* [What the task asks]
Rescale the records starting at the line containing "Can you see the cake stand" and ending at the end of the records. Reproduce every line in that range, requests included, multiply each point coordinate in the answers by 2.55, round each result to a whole number with halves rounded up, and return only those lines.

(Pointing dataset records)
>> Begin
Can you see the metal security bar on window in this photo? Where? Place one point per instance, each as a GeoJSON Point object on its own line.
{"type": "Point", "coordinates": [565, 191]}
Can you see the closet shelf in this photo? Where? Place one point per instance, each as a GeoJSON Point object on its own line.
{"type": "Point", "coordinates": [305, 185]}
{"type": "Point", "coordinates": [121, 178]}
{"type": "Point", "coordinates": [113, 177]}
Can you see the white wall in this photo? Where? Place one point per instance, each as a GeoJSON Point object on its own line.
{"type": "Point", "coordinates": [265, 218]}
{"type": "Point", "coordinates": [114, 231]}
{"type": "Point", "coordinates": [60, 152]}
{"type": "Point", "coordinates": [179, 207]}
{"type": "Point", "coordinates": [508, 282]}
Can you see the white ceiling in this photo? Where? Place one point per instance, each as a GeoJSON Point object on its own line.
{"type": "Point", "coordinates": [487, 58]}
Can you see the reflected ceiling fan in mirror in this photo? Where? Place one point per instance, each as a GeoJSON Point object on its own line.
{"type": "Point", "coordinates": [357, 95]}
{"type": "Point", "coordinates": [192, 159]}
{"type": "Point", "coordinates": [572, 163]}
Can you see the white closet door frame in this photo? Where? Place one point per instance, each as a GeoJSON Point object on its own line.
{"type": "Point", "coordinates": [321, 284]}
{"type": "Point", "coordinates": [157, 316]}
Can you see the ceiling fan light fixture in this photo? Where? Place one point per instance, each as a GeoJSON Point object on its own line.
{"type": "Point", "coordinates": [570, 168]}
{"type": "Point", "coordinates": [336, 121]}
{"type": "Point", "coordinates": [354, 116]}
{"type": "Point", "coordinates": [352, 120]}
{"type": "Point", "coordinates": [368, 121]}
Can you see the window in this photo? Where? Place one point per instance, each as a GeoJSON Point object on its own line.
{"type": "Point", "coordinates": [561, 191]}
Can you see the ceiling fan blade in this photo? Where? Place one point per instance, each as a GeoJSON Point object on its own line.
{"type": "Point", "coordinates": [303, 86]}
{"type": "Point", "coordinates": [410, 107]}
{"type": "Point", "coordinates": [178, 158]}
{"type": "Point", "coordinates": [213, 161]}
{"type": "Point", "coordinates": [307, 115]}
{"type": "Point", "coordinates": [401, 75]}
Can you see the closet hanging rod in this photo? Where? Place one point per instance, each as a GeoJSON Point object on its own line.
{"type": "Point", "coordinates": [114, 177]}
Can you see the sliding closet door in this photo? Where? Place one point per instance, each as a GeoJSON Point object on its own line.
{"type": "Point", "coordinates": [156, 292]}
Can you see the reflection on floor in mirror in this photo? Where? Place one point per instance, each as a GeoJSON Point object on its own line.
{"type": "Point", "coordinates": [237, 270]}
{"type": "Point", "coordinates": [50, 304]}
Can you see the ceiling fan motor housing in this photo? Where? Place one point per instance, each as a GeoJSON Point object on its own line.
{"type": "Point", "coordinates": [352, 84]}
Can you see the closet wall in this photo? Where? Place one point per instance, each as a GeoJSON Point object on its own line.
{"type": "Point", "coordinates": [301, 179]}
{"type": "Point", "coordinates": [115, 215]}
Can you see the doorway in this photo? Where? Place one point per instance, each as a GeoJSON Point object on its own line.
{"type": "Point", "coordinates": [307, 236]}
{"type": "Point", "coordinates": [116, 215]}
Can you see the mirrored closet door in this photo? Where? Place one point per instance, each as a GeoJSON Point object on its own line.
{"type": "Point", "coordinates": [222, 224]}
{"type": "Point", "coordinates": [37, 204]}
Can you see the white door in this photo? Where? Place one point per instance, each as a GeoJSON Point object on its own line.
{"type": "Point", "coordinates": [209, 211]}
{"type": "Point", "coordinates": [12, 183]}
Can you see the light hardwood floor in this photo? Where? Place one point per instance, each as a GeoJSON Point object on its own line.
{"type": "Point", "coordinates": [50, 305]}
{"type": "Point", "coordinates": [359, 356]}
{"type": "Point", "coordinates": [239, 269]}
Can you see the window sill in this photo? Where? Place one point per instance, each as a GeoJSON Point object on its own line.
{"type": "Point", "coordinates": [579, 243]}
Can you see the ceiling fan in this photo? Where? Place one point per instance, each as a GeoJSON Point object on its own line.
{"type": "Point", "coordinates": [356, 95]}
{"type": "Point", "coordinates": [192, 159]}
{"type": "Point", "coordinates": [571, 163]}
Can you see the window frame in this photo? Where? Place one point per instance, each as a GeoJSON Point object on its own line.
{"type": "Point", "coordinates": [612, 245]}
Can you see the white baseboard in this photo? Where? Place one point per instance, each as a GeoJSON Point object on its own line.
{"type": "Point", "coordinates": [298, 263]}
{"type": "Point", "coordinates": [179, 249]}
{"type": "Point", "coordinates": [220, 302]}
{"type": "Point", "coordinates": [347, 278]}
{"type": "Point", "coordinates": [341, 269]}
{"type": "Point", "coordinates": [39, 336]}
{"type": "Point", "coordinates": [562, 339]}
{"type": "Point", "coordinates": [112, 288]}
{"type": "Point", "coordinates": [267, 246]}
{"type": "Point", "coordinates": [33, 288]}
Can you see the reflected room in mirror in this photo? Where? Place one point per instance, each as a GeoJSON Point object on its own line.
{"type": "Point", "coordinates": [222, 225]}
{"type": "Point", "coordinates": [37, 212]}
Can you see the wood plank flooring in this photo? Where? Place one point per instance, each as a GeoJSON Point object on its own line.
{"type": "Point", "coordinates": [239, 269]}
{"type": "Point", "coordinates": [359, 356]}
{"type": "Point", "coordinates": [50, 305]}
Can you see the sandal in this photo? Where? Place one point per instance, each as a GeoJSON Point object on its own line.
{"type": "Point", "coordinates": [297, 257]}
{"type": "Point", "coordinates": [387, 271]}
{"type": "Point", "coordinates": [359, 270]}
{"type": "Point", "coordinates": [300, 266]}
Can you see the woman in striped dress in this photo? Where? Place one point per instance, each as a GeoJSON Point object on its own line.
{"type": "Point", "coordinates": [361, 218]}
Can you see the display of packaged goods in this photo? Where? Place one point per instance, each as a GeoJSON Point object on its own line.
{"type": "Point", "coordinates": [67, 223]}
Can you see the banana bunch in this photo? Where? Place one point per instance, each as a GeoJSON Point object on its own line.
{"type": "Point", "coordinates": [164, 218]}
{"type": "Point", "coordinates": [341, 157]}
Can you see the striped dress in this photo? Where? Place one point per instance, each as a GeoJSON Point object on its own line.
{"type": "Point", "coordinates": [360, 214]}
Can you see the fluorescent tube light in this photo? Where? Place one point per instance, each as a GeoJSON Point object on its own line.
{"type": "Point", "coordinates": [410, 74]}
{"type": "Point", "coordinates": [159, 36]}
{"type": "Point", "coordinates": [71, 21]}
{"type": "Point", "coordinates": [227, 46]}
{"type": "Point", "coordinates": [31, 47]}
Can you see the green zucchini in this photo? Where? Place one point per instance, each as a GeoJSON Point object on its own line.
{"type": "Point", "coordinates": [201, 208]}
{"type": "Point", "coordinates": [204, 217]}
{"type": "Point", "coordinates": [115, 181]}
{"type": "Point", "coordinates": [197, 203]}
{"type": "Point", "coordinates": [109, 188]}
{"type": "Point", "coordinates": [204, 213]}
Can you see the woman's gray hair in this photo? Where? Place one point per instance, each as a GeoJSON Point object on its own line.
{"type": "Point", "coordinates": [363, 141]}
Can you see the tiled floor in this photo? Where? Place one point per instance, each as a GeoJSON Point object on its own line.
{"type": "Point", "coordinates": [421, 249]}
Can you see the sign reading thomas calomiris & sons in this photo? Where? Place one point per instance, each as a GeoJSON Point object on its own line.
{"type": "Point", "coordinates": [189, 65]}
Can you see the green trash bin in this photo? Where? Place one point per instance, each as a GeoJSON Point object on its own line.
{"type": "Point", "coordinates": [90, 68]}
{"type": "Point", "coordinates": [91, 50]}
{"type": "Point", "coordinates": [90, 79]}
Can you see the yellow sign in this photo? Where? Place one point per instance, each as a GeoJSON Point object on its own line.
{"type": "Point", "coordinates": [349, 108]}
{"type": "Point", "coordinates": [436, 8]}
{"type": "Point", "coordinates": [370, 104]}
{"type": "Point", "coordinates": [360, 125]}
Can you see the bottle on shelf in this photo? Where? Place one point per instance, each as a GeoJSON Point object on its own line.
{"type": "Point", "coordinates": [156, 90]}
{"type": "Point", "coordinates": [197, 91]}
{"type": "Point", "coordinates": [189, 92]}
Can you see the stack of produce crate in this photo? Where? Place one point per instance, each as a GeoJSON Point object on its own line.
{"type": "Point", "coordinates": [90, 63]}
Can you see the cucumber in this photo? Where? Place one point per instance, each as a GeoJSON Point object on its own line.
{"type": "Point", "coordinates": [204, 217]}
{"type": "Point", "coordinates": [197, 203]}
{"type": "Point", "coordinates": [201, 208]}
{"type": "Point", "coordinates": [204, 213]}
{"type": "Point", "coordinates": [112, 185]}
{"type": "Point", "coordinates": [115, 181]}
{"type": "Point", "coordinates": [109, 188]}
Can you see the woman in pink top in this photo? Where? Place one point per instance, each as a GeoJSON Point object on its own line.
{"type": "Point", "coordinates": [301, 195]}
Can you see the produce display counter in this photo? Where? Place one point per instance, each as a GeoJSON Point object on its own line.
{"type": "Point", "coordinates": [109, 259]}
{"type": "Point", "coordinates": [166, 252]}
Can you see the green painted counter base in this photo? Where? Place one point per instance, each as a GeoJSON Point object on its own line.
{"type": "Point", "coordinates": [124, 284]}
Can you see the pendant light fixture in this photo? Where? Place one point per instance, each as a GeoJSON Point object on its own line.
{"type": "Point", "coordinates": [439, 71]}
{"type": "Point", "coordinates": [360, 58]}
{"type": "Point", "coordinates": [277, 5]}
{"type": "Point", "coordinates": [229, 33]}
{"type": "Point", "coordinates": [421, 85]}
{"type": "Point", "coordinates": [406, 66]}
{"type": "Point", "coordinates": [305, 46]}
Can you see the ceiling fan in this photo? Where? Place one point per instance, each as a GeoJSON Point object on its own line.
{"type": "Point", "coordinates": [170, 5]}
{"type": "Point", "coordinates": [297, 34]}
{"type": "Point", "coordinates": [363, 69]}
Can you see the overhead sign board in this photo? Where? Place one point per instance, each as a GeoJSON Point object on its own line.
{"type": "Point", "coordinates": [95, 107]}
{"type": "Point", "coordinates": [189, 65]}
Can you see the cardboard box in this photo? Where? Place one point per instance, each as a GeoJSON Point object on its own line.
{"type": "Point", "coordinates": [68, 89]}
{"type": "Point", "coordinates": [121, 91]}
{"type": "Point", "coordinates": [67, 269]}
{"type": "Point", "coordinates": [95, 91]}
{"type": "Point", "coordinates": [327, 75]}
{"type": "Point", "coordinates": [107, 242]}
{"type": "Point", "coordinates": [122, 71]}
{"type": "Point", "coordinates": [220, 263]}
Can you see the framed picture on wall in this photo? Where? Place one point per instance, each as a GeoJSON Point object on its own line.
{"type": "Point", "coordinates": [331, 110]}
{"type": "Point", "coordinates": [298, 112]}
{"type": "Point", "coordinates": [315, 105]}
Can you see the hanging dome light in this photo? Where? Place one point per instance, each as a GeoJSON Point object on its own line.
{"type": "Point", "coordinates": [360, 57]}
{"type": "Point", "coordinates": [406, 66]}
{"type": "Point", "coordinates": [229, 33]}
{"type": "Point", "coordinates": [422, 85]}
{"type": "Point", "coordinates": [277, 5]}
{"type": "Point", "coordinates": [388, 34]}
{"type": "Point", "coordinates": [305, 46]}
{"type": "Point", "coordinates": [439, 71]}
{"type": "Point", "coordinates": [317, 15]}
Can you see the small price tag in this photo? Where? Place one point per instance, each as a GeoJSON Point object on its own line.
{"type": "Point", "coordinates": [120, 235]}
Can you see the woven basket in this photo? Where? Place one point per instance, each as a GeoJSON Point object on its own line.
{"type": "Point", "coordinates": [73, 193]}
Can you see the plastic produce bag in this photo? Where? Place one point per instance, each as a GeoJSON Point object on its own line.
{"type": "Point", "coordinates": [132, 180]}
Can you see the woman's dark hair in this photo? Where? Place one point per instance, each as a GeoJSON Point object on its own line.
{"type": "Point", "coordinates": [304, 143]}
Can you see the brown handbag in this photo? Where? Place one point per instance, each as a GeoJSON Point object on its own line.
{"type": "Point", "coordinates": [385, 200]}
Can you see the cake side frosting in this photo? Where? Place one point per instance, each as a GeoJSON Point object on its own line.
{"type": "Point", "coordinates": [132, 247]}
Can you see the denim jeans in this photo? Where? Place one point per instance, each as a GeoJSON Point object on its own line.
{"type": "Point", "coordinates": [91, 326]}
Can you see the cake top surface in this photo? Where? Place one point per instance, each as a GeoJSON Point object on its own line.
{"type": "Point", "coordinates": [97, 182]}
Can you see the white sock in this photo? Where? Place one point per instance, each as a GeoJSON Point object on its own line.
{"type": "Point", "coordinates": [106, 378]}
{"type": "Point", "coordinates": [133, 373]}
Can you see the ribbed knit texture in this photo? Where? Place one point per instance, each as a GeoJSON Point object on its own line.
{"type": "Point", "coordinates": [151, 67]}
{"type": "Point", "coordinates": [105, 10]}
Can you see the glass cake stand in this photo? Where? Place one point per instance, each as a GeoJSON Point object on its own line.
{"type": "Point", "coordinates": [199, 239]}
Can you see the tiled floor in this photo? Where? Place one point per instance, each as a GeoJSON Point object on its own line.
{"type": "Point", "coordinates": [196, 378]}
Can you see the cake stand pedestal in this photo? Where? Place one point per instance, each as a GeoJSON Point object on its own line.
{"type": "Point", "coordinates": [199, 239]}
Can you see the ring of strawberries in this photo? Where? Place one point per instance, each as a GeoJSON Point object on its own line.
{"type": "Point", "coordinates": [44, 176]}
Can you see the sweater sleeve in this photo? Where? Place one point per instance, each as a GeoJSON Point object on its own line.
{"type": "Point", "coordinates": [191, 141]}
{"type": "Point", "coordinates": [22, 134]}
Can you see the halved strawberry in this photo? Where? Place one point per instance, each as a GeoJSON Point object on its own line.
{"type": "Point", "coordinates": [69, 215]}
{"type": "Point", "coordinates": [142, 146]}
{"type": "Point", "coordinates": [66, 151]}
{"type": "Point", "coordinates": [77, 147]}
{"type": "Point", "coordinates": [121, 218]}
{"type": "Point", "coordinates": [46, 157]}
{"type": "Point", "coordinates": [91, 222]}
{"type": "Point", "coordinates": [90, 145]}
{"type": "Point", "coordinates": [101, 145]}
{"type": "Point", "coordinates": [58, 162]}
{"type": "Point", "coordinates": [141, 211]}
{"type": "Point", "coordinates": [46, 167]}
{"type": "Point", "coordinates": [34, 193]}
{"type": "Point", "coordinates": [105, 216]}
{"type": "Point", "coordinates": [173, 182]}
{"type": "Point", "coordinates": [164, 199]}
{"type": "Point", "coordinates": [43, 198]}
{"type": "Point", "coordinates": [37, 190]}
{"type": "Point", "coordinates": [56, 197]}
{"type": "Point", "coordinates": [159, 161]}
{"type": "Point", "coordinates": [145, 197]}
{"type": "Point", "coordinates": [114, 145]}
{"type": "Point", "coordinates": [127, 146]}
>> End
* [Solution for this problem]
Can you see the cake stand pedestal in this photo? Where? Place one point per instance, each as a GeoJSON Point object on its own line.
{"type": "Point", "coordinates": [507, 609]}
Can you see the ring of strawberries in this photo? Where? Place one point per instance, each as a GeoJSON Point object on its own line.
{"type": "Point", "coordinates": [112, 449]}
Can you see the sweater sleeve in this photo? Where? Place one point per instance, each as a GeoJSON Point object on its own line.
{"type": "Point", "coordinates": [487, 360]}
{"type": "Point", "coordinates": [56, 342]}
Can you see the halved strawberry in this photo? Where? Place one point per instance, each as a GeoJSON Point object on its own line.
{"type": "Point", "coordinates": [176, 548]}
{"type": "Point", "coordinates": [362, 372]}
{"type": "Point", "coordinates": [168, 385]}
{"type": "Point", "coordinates": [196, 375]}
{"type": "Point", "coordinates": [309, 556]}
{"type": "Point", "coordinates": [117, 400]}
{"type": "Point", "coordinates": [232, 566]}
{"type": "Point", "coordinates": [230, 370]}
{"type": "Point", "coordinates": [258, 370]}
{"type": "Point", "coordinates": [148, 413]}
{"type": "Point", "coordinates": [360, 538]}
{"type": "Point", "coordinates": [117, 426]}
{"type": "Point", "coordinates": [87, 492]}
{"type": "Point", "coordinates": [268, 551]}
{"type": "Point", "coordinates": [441, 464]}
{"type": "Point", "coordinates": [418, 507]}
{"type": "Point", "coordinates": [110, 505]}
{"type": "Point", "coordinates": [94, 485]}
{"type": "Point", "coordinates": [143, 502]}
{"type": "Point", "coordinates": [405, 411]}
{"type": "Point", "coordinates": [370, 502]}
{"type": "Point", "coordinates": [291, 370]}
{"type": "Point", "coordinates": [324, 372]}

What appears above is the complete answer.